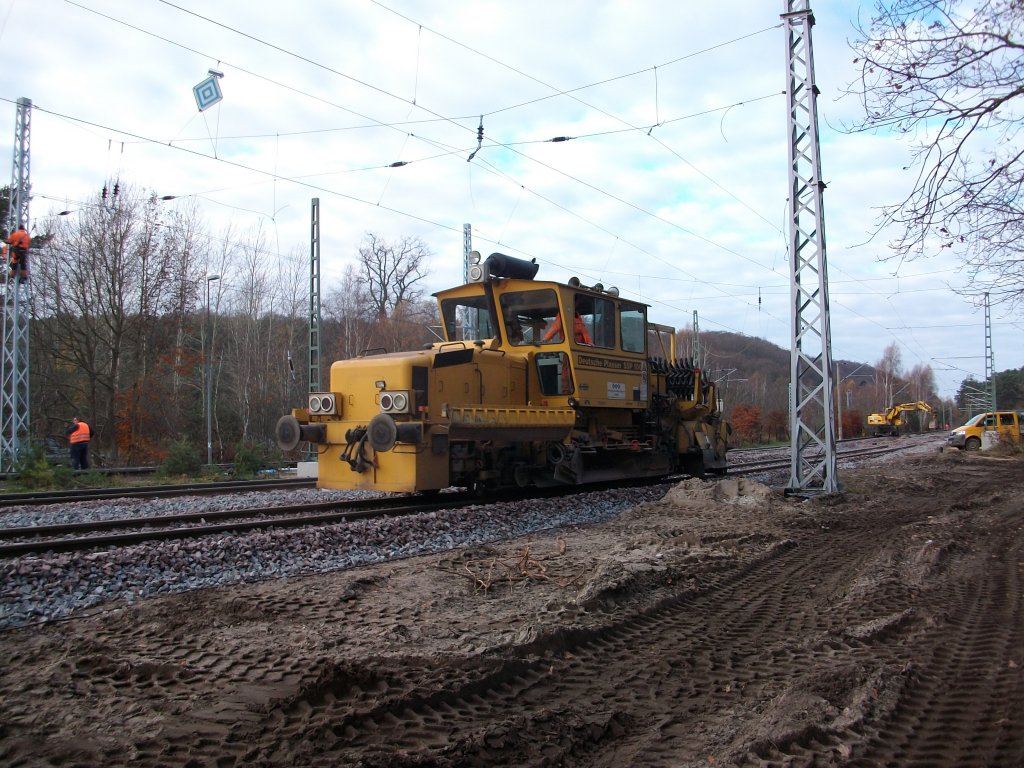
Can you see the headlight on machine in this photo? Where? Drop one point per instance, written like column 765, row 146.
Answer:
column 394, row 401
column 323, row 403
...
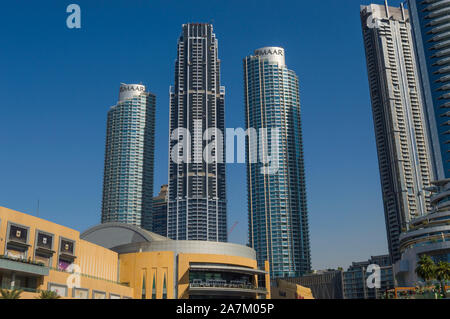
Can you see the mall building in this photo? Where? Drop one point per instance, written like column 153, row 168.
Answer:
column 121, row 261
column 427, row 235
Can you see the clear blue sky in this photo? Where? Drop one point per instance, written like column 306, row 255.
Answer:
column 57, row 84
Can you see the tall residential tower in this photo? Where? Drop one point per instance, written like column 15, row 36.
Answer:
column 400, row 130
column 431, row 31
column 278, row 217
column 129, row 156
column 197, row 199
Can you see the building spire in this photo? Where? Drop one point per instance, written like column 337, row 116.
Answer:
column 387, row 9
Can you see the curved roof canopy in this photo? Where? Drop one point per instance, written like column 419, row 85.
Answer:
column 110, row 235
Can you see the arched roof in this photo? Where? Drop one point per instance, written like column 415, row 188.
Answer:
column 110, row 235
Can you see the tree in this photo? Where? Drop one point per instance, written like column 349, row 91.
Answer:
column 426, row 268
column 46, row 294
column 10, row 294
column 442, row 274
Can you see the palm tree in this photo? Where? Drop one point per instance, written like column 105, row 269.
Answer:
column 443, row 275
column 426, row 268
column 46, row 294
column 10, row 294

## EXERCISE BRIEF:
Put the part of the material above that opens with the line containing "Can you see the headlight" and closes with the line containing "column 323, row 403", both ends included, into a JSON list of strings with one string per line. Leave out blank lines and anything outside that part.

## EXERCISE OUTPUT:
[
  "Can you see the headlight on machine in this photo? Where? Drop one point per instance, written like column 765, row 146.",
  "Answer:",
  "column 394, row 401",
  "column 323, row 403"
]